### EXERCISE REQUIREMENTS
Which lines run from the one containing "</instance>" to the end of the records? Write them out exactly, both ends included, and nothing else.

[Stored items]

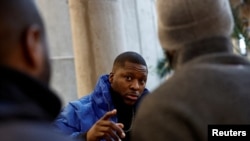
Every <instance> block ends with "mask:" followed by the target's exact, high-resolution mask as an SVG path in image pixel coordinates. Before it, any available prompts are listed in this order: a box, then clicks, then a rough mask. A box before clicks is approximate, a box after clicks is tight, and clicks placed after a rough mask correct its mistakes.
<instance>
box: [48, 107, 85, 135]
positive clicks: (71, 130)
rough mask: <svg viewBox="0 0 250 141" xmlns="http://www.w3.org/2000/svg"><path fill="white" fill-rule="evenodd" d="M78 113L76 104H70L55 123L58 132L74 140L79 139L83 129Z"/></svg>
mask: <svg viewBox="0 0 250 141" xmlns="http://www.w3.org/2000/svg"><path fill="white" fill-rule="evenodd" d="M76 111H77V109H76V107H75V106H74V104H72V103H69V104H68V105H67V106H66V107H65V108H64V109H63V110H62V111H61V113H60V114H59V116H58V117H57V118H56V120H55V121H54V123H53V125H54V126H55V128H56V130H58V131H59V132H62V133H63V134H66V135H70V136H71V137H74V138H75V137H78V136H79V135H80V134H81V132H80V131H81V128H80V120H79V119H78V117H77V114H76Z"/></svg>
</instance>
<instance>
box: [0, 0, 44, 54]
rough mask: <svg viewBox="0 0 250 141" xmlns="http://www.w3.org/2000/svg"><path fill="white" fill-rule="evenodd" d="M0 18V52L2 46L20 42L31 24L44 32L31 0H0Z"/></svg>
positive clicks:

### WRITTEN SOLUTION
</instance>
<instance>
box: [0, 0, 44, 54]
rough mask: <svg viewBox="0 0 250 141" xmlns="http://www.w3.org/2000/svg"><path fill="white" fill-rule="evenodd" d="M0 18V52L2 46L20 42L31 24L44 32L31 0H0Z"/></svg>
positive clicks:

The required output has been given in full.